Print the records below once again, exactly as they were given.

■ ■ ■ ■

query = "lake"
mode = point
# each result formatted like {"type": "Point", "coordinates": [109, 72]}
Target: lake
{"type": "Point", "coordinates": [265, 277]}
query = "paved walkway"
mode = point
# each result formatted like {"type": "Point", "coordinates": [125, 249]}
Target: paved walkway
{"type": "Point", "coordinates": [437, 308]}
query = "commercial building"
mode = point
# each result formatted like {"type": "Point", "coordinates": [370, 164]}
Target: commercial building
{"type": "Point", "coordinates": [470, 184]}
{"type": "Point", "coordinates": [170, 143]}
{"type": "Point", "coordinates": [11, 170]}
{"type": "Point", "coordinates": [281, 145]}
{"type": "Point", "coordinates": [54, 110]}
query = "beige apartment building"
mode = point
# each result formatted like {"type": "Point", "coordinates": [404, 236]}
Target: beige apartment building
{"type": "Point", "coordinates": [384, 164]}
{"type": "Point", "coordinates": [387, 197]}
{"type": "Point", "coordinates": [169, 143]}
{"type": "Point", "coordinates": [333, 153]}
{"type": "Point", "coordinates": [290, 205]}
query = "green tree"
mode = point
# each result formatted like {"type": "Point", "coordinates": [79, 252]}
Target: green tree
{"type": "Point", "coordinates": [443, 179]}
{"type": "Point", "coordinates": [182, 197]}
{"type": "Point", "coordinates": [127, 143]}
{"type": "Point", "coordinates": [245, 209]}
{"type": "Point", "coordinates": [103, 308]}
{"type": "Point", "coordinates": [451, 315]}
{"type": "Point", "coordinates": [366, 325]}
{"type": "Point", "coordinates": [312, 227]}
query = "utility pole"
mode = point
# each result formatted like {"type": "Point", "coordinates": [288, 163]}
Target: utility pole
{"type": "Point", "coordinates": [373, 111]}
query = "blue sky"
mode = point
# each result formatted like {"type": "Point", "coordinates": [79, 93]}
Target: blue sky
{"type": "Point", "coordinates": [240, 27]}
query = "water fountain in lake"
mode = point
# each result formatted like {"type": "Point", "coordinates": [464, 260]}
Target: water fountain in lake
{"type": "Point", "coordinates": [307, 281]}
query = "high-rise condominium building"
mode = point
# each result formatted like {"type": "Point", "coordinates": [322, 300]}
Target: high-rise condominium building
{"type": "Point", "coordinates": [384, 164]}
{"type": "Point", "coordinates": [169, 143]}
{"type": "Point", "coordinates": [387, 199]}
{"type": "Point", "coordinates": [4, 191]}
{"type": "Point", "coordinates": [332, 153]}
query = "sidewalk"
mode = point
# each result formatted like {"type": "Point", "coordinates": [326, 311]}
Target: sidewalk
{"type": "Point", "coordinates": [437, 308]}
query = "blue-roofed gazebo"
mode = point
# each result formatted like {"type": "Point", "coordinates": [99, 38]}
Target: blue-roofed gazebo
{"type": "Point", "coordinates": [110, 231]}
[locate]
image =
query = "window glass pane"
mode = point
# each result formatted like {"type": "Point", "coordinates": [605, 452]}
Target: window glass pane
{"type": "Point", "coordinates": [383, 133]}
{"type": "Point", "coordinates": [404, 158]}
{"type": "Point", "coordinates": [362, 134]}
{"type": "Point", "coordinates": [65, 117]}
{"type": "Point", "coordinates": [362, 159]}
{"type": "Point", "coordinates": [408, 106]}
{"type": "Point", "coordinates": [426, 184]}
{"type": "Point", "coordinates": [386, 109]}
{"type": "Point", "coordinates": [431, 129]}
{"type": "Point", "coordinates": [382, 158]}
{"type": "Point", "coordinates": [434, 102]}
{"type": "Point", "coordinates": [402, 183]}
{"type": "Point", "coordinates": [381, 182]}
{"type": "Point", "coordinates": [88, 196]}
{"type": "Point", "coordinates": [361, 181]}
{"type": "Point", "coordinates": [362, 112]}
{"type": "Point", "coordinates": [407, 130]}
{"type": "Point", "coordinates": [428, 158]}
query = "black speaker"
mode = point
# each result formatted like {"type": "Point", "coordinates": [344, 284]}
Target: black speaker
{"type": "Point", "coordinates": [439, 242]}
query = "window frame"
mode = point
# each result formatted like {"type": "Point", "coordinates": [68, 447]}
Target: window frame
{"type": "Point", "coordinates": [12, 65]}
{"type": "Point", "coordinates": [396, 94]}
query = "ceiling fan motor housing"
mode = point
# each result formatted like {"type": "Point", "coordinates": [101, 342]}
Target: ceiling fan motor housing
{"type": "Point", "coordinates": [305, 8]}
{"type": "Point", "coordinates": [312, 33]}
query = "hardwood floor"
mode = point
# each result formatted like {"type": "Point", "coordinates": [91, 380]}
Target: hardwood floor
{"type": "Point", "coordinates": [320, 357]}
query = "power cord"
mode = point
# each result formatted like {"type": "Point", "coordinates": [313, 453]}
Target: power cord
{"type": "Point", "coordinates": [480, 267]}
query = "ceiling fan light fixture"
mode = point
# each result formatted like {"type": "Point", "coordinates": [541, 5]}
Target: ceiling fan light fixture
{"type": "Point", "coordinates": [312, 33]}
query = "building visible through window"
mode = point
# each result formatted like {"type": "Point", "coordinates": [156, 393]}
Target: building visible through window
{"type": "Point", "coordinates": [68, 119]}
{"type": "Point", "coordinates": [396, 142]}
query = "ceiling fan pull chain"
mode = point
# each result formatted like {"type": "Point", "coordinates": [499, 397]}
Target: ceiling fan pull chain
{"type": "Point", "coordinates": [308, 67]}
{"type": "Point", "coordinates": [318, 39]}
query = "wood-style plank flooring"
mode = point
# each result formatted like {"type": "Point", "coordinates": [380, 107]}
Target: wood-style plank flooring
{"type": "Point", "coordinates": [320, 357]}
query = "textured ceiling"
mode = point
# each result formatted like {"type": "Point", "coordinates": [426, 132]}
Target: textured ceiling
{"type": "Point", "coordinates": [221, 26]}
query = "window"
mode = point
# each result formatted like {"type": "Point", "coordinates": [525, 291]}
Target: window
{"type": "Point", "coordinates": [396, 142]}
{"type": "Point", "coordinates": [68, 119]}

■ ■ ■ ■

Exercise result ::
query = "lake"
mode = point
# each result formatted like {"type": "Point", "coordinates": [109, 72]}
Target: lake
{"type": "Point", "coordinates": [265, 277]}
query = "paved walkway"
mode = point
# each result formatted like {"type": "Point", "coordinates": [125, 249]}
Target: paved walkway
{"type": "Point", "coordinates": [437, 308]}
query = "commercial building"
mode = point
# each result formatted like {"type": "Point", "coordinates": [370, 164]}
Target: commercial building
{"type": "Point", "coordinates": [470, 184]}
{"type": "Point", "coordinates": [170, 143]}
{"type": "Point", "coordinates": [11, 170]}
{"type": "Point", "coordinates": [281, 145]}
{"type": "Point", "coordinates": [54, 110]}
query = "beige apartment building"
mode = point
# each result formatted like {"type": "Point", "coordinates": [404, 236]}
Target: beige apartment building
{"type": "Point", "coordinates": [384, 164]}
{"type": "Point", "coordinates": [387, 197]}
{"type": "Point", "coordinates": [169, 143]}
{"type": "Point", "coordinates": [333, 153]}
{"type": "Point", "coordinates": [290, 205]}
query = "green tree"
mode = point
# each result formatted like {"type": "Point", "coordinates": [79, 252]}
Target: green tree
{"type": "Point", "coordinates": [443, 179]}
{"type": "Point", "coordinates": [182, 197]}
{"type": "Point", "coordinates": [127, 143]}
{"type": "Point", "coordinates": [245, 209]}
{"type": "Point", "coordinates": [103, 308]}
{"type": "Point", "coordinates": [451, 315]}
{"type": "Point", "coordinates": [366, 325]}
{"type": "Point", "coordinates": [312, 227]}
query = "utility pole"
mode = point
# each result formatted like {"type": "Point", "coordinates": [288, 163]}
Target: utility pole
{"type": "Point", "coordinates": [373, 111]}
query = "blue sky"
mode = point
# each result formatted like {"type": "Point", "coordinates": [79, 93]}
Target: blue sky
{"type": "Point", "coordinates": [240, 27]}
query = "water fountain in lake"
mode = point
# each result formatted like {"type": "Point", "coordinates": [464, 260]}
Target: water fountain in lake
{"type": "Point", "coordinates": [307, 281]}
query = "high-rise condominium building"
mode = point
# each result formatted like {"type": "Point", "coordinates": [322, 300]}
Target: high-rise condominium building
{"type": "Point", "coordinates": [384, 164]}
{"type": "Point", "coordinates": [169, 143]}
{"type": "Point", "coordinates": [387, 199]}
{"type": "Point", "coordinates": [4, 191]}
{"type": "Point", "coordinates": [332, 153]}
query = "sidewalk"
mode = point
# each result formatted like {"type": "Point", "coordinates": [326, 311]}
Target: sidewalk
{"type": "Point", "coordinates": [437, 308]}
query = "blue-roofed gazebo"
mode = point
# each result formatted like {"type": "Point", "coordinates": [99, 38]}
Target: blue-roofed gazebo
{"type": "Point", "coordinates": [110, 231]}
[locate]
image =
query = "window glass pane"
mode = point
# each result formatted like {"type": "Point", "coordinates": [605, 452]}
Target: window glass pane
{"type": "Point", "coordinates": [383, 133]}
{"type": "Point", "coordinates": [404, 158]}
{"type": "Point", "coordinates": [362, 134]}
{"type": "Point", "coordinates": [65, 117]}
{"type": "Point", "coordinates": [362, 159]}
{"type": "Point", "coordinates": [408, 106]}
{"type": "Point", "coordinates": [426, 184]}
{"type": "Point", "coordinates": [386, 109]}
{"type": "Point", "coordinates": [431, 129]}
{"type": "Point", "coordinates": [382, 158]}
{"type": "Point", "coordinates": [434, 102]}
{"type": "Point", "coordinates": [402, 183]}
{"type": "Point", "coordinates": [381, 182]}
{"type": "Point", "coordinates": [88, 196]}
{"type": "Point", "coordinates": [361, 181]}
{"type": "Point", "coordinates": [362, 112]}
{"type": "Point", "coordinates": [407, 130]}
{"type": "Point", "coordinates": [428, 158]}
query = "black speaker"
mode = point
# each result formatted like {"type": "Point", "coordinates": [344, 284]}
Target: black speaker
{"type": "Point", "coordinates": [439, 242]}
query = "window frame"
mode = point
# each result formatted like {"type": "Point", "coordinates": [68, 447]}
Target: window frame
{"type": "Point", "coordinates": [12, 65]}
{"type": "Point", "coordinates": [396, 94]}
query = "ceiling fan motor housing"
mode = point
# each result formatted like {"type": "Point", "coordinates": [101, 342]}
Target: ceiling fan motor housing
{"type": "Point", "coordinates": [305, 8]}
{"type": "Point", "coordinates": [312, 33]}
query = "hardwood floor"
mode = point
# each result formatted like {"type": "Point", "coordinates": [91, 380]}
Target: hardwood floor
{"type": "Point", "coordinates": [320, 357]}
query = "power cord"
mode = point
# each result formatted like {"type": "Point", "coordinates": [313, 453]}
Target: power cord
{"type": "Point", "coordinates": [480, 267]}
query = "ceiling fan light fixture"
mode = point
# each result formatted like {"type": "Point", "coordinates": [541, 5]}
Target: ceiling fan light fixture
{"type": "Point", "coordinates": [312, 33]}
query = "building visible through window"
mode = point
# each result formatted like {"type": "Point", "coordinates": [156, 393]}
Target: building visible through window
{"type": "Point", "coordinates": [68, 119]}
{"type": "Point", "coordinates": [396, 142]}
query = "ceiling fan pull chain"
mode = point
# each result formatted like {"type": "Point", "coordinates": [499, 397]}
Target: ceiling fan pull chain
{"type": "Point", "coordinates": [308, 67]}
{"type": "Point", "coordinates": [318, 39]}
query = "wood-style plank flooring"
mode = point
# each result formatted like {"type": "Point", "coordinates": [380, 107]}
Target: wood-style plank flooring
{"type": "Point", "coordinates": [320, 357]}
query = "textured ceiling"
mode = point
# each result formatted like {"type": "Point", "coordinates": [426, 132]}
Target: textured ceiling
{"type": "Point", "coordinates": [221, 26]}
query = "window"
mode = point
# each result formatted like {"type": "Point", "coordinates": [525, 291]}
Target: window
{"type": "Point", "coordinates": [396, 142]}
{"type": "Point", "coordinates": [68, 119]}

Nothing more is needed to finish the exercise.